Give a verbatim repeat of the lines that run from the line containing "on the shallow" to the end of the data below.

Listed entries>
-- -- --

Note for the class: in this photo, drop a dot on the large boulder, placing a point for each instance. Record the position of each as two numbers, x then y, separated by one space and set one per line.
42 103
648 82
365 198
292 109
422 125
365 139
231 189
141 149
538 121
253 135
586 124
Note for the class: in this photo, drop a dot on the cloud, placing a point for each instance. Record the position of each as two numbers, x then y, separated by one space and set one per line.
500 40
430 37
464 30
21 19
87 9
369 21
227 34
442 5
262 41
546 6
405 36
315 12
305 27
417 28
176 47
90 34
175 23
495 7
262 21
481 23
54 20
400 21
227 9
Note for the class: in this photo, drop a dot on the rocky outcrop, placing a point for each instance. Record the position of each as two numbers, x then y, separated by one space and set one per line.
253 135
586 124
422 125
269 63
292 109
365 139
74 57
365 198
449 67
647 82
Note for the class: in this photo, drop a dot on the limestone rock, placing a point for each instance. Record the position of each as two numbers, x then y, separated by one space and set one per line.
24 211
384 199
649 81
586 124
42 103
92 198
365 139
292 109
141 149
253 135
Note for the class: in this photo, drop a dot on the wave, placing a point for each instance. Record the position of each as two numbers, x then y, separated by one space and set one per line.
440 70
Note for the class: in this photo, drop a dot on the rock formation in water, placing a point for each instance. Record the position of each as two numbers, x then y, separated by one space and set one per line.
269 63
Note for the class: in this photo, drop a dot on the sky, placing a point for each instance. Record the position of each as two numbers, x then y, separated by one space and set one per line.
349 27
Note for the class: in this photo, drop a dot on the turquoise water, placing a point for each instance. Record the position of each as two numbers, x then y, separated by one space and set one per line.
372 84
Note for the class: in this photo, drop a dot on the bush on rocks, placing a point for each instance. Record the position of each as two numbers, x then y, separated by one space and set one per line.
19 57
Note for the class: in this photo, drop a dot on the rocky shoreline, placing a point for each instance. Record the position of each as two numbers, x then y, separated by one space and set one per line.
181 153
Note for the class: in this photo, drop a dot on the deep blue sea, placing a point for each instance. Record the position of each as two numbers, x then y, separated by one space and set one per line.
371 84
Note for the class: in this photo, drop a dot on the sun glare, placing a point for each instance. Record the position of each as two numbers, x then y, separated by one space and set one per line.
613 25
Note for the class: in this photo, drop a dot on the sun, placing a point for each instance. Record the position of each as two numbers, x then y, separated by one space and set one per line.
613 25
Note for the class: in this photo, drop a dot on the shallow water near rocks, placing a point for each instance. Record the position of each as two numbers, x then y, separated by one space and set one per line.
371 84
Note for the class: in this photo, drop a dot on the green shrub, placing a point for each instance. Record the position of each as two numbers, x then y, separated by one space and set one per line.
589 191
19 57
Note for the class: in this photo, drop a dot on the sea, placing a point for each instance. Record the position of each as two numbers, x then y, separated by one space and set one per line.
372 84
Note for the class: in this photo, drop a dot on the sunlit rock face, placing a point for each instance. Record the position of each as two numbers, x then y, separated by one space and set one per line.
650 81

-- -- --

Result of this exercise>
Note for the class: in this photo, drop a dot on the shallow water near rocks, placing a point for each instance. Record the position of each as two numbers, x then y, separated by one space and set one per line.
371 84
Note for the class: in this photo, drop a dot on the green shrub, placing a point for each instance. Record the position of each as two numbers, x then y, separated by one space and set one per line.
589 191
19 57
Note for the class: in this photo, drop a dot on the sea, placing a point for each instance. Record the position of each as two numbers, x then y, separated by one space and set one per line.
372 84
Note for the class: in this photo, drop a dot on the sunlit rock face, placing a point for each instance. Record the position of each as two numbers, x then y, separated by one space and set one per line.
650 81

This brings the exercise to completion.